# [THE DATA]
*** Block opens ***

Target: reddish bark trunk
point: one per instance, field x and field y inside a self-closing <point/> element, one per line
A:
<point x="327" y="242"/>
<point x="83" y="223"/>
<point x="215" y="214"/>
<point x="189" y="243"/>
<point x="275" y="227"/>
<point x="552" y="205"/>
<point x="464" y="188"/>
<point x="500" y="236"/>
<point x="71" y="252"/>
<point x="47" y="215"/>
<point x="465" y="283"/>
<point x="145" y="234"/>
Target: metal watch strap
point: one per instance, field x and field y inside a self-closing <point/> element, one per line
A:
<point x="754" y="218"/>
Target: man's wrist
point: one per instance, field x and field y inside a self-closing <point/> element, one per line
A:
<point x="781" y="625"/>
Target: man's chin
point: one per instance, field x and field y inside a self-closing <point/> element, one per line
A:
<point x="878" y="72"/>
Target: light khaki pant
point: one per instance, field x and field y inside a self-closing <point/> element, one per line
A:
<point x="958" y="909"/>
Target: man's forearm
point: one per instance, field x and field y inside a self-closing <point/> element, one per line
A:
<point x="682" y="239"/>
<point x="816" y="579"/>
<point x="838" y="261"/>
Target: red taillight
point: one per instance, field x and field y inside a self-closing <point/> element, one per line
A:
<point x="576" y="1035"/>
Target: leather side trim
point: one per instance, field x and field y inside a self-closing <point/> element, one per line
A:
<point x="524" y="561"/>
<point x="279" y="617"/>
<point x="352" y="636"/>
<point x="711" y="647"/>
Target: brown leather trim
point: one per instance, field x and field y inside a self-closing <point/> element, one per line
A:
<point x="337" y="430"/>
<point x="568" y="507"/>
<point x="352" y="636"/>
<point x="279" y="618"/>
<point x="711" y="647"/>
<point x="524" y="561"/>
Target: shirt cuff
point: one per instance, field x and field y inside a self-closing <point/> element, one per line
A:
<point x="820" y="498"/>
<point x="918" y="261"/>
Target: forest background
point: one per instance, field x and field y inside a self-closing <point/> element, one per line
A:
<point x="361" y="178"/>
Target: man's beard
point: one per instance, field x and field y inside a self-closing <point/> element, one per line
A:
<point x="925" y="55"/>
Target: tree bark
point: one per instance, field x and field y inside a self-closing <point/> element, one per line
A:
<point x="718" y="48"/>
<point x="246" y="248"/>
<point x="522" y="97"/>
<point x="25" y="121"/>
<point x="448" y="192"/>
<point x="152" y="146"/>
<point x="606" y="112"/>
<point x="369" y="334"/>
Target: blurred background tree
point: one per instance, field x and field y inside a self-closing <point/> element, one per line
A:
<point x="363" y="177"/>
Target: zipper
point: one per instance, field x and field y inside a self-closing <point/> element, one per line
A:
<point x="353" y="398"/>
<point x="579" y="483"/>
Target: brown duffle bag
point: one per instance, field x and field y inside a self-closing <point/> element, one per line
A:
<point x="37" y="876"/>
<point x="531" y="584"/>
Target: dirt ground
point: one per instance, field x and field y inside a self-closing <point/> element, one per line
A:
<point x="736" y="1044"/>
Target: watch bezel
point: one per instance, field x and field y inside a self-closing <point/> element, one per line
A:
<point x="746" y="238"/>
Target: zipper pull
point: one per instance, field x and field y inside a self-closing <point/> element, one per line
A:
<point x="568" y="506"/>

*** Block closes ***

# [REQUIREMENT]
From top to bottom, repeat the material above word for word.

# [RESPONSE FOR THIS EXERCISE]
Target: reddish bark trunk
point: one per instance, field x and field y inside a self-closing <point/> element, one per line
A:
<point x="327" y="242"/>
<point x="83" y="223"/>
<point x="215" y="214"/>
<point x="189" y="243"/>
<point x="275" y="227"/>
<point x="552" y="205"/>
<point x="464" y="188"/>
<point x="500" y="236"/>
<point x="71" y="252"/>
<point x="47" y="215"/>
<point x="465" y="283"/>
<point x="145" y="234"/>
Target: metal watch strap
point: one per instance, field x and field y inside a self-closing <point/> element, one per line
A:
<point x="754" y="218"/>
Target: man's wrist
point: one per instance, field x and field y inside a self-closing <point/> element, one per line
A:
<point x="781" y="625"/>
Target: man's chin
point: one per instance, field x and field y inside a self-closing <point/> element, one per line
A:
<point x="878" y="72"/>
Target: light khaki pant
point: one per instance, field x and field y inside a self-closing <point/> element, one per line
A:
<point x="958" y="909"/>
Target: man's forearm
point: one per instance, field x and field y inside a self-closing <point/> element, one per line
A:
<point x="682" y="239"/>
<point x="816" y="579"/>
<point x="838" y="261"/>
Target: red taillight
point: one per instance, field x and field y inside a self-closing <point/> element, one per line
A:
<point x="576" y="1035"/>
Target: leather side trim
point: one per instance, field x and field y inside a self-closing <point/> element, one per line
A:
<point x="524" y="561"/>
<point x="279" y="617"/>
<point x="352" y="636"/>
<point x="711" y="647"/>
Target: brown leather trim
point: one per instance, field x and field y inside a self-closing <point/> element, one per line
A:
<point x="337" y="430"/>
<point x="568" y="507"/>
<point x="352" y="636"/>
<point x="279" y="618"/>
<point x="711" y="647"/>
<point x="524" y="561"/>
Target: shirt cuff
point: one per instance, field x and field y inside a self-closing <point/> element, one per line
A:
<point x="820" y="498"/>
<point x="918" y="261"/>
Target: forest background
point: one per instance, field x and field y inside a self-closing <point/> element, one per line
A:
<point x="361" y="178"/>
Target: man's beard
point: one per instance, field x and field y inside a self-closing <point/> element, one per line
A:
<point x="925" y="55"/>
Target: tree bark
point: one per instance, field x and field y inside a self-closing <point/> element, one per line
A:
<point x="718" y="48"/>
<point x="246" y="248"/>
<point x="522" y="97"/>
<point x="25" y="121"/>
<point x="448" y="192"/>
<point x="152" y="146"/>
<point x="606" y="112"/>
<point x="369" y="334"/>
Target: blurred background tree
point: one per instance, field x and field y inside a self-closing <point/> element, one per line
A:
<point x="363" y="177"/>
Target: zipper
point: one per instance, field x and field y inside a self-closing <point/> element, one per line
A:
<point x="353" y="398"/>
<point x="579" y="483"/>
Target: brown duffle bag
point: one per instance, field x and field y inside a self-closing <point/> element, one per line
A:
<point x="37" y="876"/>
<point x="531" y="584"/>
Target: dirt ground
point: one per instance, field x and field y inside a self-closing <point/> element, one per line
A:
<point x="736" y="1044"/>
Target: watch bezel
point: one per instance, field x and field y inside a self-closing <point/> element, one per line
A:
<point x="746" y="238"/>
Target: zipper pull
point: one per instance, field x and field y inside a self-closing <point/> element, one per line
A:
<point x="568" y="506"/>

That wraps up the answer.